• [PROVIDED TEXT]
## BEGIN

In October 2006, I headed off to the Eagle Rock Music Festival. At the end of the night, Monsters are Waiting took the stage. I came away with mixed feelings. I loved their sound, but Annalee Fery’s double jointed body movements made me feel like I was witnessing finger nails scratching a chalk board. Well, their sound was so enticing I continued to head off to their sets and either Annalee Fery’s body flexibility diminished or I just got more attuned to her style. In the summer of 2008, I caught their last set (I believe it was their last set) at the Getty Museum – it was amazing. At the time, Annalee Fery was pregnant. I figured the band would take a break and come back later. There was just silence. I’d check out their website every so often. I did internet searches on the band name, her name. Just silence.
Fast forward a couple years and a friend mentioned this band called Lonely Trees. He said he knew the guy in the band. So I looked the band up. Wait, Annalee Fery?!? Yes!!! She was back, which meant my love affair was back.
I’ve seen a handful of their sets and recently caught another at Casey’s Irish Pub.
#1 Comment of the night: “I love Casey’s Irish Pub. It reminds me of Chicago.“
#2 Comment of the night: “Our band has recently gotten addicted to Starbursts.”
This second comment came up when Annalee started to look around behind her. She pointed to a bag of Starbursts. She was handed a Starburst. I was thinking, “How is she supposed to sing with a Starburst in her mouth?” Ahh, she took a small bite and then put the remaining down on her synth to finish later.
The Annalee quirk: the quick curtsey followed by a “Thank You.”
My thoughts on a photographer’s other job: I believe that 5% (I’m not going to over-state this) of a music photographer’s job is to help out the band when something goes wrong on stage. I say this, because (at least in Los Angeles) a lot of the times you’re not only the nearest person to the stage, you’re also one of the few individuals within three feet of the stage. I’ve done this “other” job a handful of times (sometimes doing a decent job, other times not so well). One recent example is my helping out during Milo Greene’s residency at The Satellite. A drum stick went flying off. I picked it up. I got a look. A perfect toss and catch was made. Sometimes a band might want help, but I freeze because I’m not sure what all the hand signals mean. There is pointing in a direction and I look in that direction and can’t determine what they want. I figure though that a photographer is one of the better individuals to interpret these signals as they’re around bands all the time and have a general idea when something doesn’t look right on stage.
And so I was called upon to do this little side job at Casey’s. On their last song, Annalee gave me a look and started to point down. I looked down at the sound monitor. Ah, she wanted the sound monitor turned towards her. I did so and was given the thumbs up.

## END

• [SUPPLIED DATA]
## BEGIN

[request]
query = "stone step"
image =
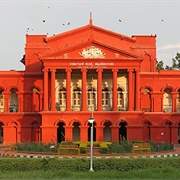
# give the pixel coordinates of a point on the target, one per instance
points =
(95, 150)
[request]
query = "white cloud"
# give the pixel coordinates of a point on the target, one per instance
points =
(169, 46)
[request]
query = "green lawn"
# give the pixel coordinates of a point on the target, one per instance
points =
(162, 173)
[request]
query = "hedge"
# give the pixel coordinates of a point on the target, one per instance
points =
(82, 164)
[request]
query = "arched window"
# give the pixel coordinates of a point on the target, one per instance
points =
(61, 104)
(91, 98)
(178, 101)
(1, 101)
(36, 100)
(120, 99)
(167, 100)
(76, 98)
(146, 100)
(13, 100)
(105, 98)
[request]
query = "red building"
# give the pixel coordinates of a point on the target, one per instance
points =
(89, 71)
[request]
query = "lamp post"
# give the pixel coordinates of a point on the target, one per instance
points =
(91, 120)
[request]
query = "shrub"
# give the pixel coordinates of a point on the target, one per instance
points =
(103, 148)
(82, 147)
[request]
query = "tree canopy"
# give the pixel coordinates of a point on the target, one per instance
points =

## END

• [SET TASK] According to the concert post, where and when did the writer catch what they believe was the last set by Monsters are Waiting? The listing has no connection to the concert post.

• [WRITTEN SOLUTION] At the Getty Museum in the summer of 2008.